WORK TO COMPLETE = Reproduce each line exactly, including spacing and punctuation.

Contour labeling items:
------------------------------------

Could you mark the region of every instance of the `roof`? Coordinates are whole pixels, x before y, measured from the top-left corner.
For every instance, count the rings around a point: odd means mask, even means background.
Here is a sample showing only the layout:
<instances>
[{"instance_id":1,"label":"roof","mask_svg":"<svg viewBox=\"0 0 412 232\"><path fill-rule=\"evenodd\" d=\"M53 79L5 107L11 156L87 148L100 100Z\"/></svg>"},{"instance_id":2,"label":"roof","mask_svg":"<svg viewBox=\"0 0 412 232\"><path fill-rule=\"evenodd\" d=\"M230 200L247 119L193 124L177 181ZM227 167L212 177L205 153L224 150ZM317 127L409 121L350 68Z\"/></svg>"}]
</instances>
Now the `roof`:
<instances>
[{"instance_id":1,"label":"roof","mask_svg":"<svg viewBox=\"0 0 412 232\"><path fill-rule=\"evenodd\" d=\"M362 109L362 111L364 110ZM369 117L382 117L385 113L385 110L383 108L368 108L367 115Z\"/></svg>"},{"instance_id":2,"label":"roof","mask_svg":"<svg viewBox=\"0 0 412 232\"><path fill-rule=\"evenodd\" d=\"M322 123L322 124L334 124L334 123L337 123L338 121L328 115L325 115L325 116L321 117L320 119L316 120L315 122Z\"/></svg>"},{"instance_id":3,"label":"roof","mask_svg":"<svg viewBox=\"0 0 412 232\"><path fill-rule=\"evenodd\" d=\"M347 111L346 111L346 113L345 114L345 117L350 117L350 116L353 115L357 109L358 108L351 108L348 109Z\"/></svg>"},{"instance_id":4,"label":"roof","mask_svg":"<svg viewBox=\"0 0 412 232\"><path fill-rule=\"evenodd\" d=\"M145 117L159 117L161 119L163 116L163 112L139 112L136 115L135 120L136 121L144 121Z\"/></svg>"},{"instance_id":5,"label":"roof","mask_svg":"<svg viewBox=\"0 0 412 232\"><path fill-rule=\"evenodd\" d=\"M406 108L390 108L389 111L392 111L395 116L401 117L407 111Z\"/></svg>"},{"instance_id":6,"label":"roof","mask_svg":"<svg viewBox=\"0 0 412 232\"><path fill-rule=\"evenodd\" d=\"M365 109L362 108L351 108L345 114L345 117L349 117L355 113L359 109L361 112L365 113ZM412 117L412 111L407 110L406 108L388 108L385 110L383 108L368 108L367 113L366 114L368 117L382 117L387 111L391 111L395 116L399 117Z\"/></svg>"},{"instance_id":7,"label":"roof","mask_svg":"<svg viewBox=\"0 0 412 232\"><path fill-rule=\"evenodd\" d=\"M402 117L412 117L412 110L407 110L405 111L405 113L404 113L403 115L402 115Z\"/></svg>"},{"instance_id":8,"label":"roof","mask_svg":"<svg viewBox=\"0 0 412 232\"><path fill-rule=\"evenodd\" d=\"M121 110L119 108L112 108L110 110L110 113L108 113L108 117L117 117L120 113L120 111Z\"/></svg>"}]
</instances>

------------------------------------

OUTPUT OF THE TASK =
Could you mark the region of every instance of the `roof`? Coordinates are whole pixels, x before y, measured from the top-left corner.
For every instance, count the rings around a point: odd means mask, even means background.
Here is a sample showing only the layout:
<instances>
[{"instance_id":1,"label":"roof","mask_svg":"<svg viewBox=\"0 0 412 232\"><path fill-rule=\"evenodd\" d=\"M53 79L5 107L11 156L87 148L100 100Z\"/></svg>"},{"instance_id":2,"label":"roof","mask_svg":"<svg viewBox=\"0 0 412 232\"><path fill-rule=\"evenodd\" d=\"M230 200L247 119L193 124L177 181ZM227 167L212 177L205 153L224 150ZM317 127L409 121L350 68Z\"/></svg>"}]
</instances>
Now the `roof`:
<instances>
[{"instance_id":1,"label":"roof","mask_svg":"<svg viewBox=\"0 0 412 232\"><path fill-rule=\"evenodd\" d=\"M362 109L362 111L364 110ZM369 117L382 117L385 113L385 110L383 108L368 108L367 115Z\"/></svg>"},{"instance_id":2,"label":"roof","mask_svg":"<svg viewBox=\"0 0 412 232\"><path fill-rule=\"evenodd\" d=\"M322 123L322 124L334 124L334 123L337 123L338 121L328 115L325 115L325 116L321 117L320 119L316 120L315 122Z\"/></svg>"},{"instance_id":3,"label":"roof","mask_svg":"<svg viewBox=\"0 0 412 232\"><path fill-rule=\"evenodd\" d=\"M347 111L346 111L346 113L345 114L345 117L350 117L350 116L353 115L357 109L358 108L351 108L348 109Z\"/></svg>"},{"instance_id":4,"label":"roof","mask_svg":"<svg viewBox=\"0 0 412 232\"><path fill-rule=\"evenodd\" d=\"M145 117L159 117L161 119L163 116L163 112L139 112L136 115L135 120L136 121L144 121Z\"/></svg>"},{"instance_id":5,"label":"roof","mask_svg":"<svg viewBox=\"0 0 412 232\"><path fill-rule=\"evenodd\" d=\"M406 108L390 108L389 111L392 111L395 116L401 117L407 111Z\"/></svg>"},{"instance_id":6,"label":"roof","mask_svg":"<svg viewBox=\"0 0 412 232\"><path fill-rule=\"evenodd\" d=\"M365 109L362 108L351 108L345 114L345 117L349 117L355 113L359 109L361 112L365 113ZM412 117L412 111L407 110L406 108L388 108L385 110L383 108L368 108L367 113L366 114L368 117L382 117L387 111L391 111L395 116L399 117Z\"/></svg>"},{"instance_id":7,"label":"roof","mask_svg":"<svg viewBox=\"0 0 412 232\"><path fill-rule=\"evenodd\" d=\"M402 117L412 117L412 110L407 110L405 111L405 113L404 113L403 115L402 115Z\"/></svg>"},{"instance_id":8,"label":"roof","mask_svg":"<svg viewBox=\"0 0 412 232\"><path fill-rule=\"evenodd\" d=\"M121 110L119 108L112 108L110 110L110 113L108 113L108 117L117 117L120 113L120 111Z\"/></svg>"}]
</instances>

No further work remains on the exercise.